→ **TASK REQUIREMENTS**:
Can you write out the entries below word for word, leaving out the pictures?

[Source data]

########################################

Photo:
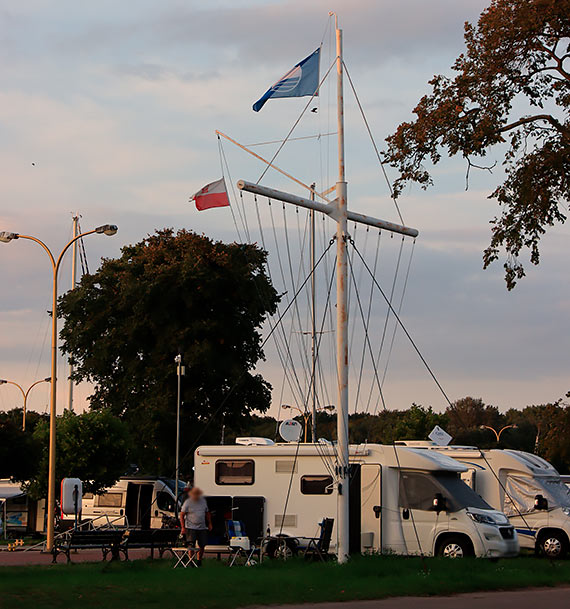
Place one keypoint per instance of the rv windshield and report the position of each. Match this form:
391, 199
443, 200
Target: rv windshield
458, 493
558, 491
418, 489
520, 493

########################################

→ **RESPONSE TO THIS EXERCISE**:
Photo:
Place one keypoint per instance of the rv windshield and report the position of each. Match this form:
391, 199
443, 200
Target: rv windshield
458, 493
558, 491
418, 489
520, 493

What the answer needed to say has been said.